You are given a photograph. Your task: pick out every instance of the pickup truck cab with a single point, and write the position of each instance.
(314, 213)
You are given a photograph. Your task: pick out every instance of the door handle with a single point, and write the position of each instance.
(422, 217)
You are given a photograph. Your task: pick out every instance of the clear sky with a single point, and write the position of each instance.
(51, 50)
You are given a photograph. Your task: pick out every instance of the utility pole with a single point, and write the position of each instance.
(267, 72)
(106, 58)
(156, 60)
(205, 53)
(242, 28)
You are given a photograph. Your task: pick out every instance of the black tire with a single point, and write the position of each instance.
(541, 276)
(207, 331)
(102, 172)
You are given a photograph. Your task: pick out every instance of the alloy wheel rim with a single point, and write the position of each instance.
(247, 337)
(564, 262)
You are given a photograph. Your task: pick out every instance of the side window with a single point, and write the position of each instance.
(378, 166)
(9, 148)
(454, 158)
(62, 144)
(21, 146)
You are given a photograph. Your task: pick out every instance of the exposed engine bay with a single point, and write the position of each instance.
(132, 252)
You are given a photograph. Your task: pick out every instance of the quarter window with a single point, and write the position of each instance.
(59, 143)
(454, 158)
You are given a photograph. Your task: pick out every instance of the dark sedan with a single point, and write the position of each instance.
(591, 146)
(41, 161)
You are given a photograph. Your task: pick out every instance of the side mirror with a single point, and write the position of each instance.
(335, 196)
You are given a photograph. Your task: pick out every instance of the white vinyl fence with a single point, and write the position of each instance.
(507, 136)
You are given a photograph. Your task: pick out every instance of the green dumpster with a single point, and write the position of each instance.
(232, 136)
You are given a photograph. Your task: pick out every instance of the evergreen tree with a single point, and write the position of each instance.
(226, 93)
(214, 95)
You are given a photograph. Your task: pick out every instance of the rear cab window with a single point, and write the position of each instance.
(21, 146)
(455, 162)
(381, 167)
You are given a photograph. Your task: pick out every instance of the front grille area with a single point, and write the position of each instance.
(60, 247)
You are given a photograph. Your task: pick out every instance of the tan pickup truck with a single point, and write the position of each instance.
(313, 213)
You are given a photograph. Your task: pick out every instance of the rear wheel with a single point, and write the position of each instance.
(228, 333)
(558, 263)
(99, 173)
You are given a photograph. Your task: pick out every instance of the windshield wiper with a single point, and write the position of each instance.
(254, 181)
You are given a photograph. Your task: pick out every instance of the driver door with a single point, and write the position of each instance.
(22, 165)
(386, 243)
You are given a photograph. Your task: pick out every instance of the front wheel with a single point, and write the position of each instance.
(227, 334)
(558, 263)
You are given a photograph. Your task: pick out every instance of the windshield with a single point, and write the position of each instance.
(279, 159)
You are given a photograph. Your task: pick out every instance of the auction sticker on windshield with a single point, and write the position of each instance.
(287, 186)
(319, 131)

+ + + + +

# AIM:
Can you write out everything from the line containing "the windshield with" down to the last line above, with every line included and every coordinate in the answers offset by -29?

# WRITTEN ANSWER:
You are given a photograph. Your task: pick out every instance of the windshield with a single point, and write the position of each instance.
(250, 130)
You are given a photograph. Your task: pick out every instance of the auction sticker on windshield with a single point, and write the position of each instance.
(258, 157)
(290, 102)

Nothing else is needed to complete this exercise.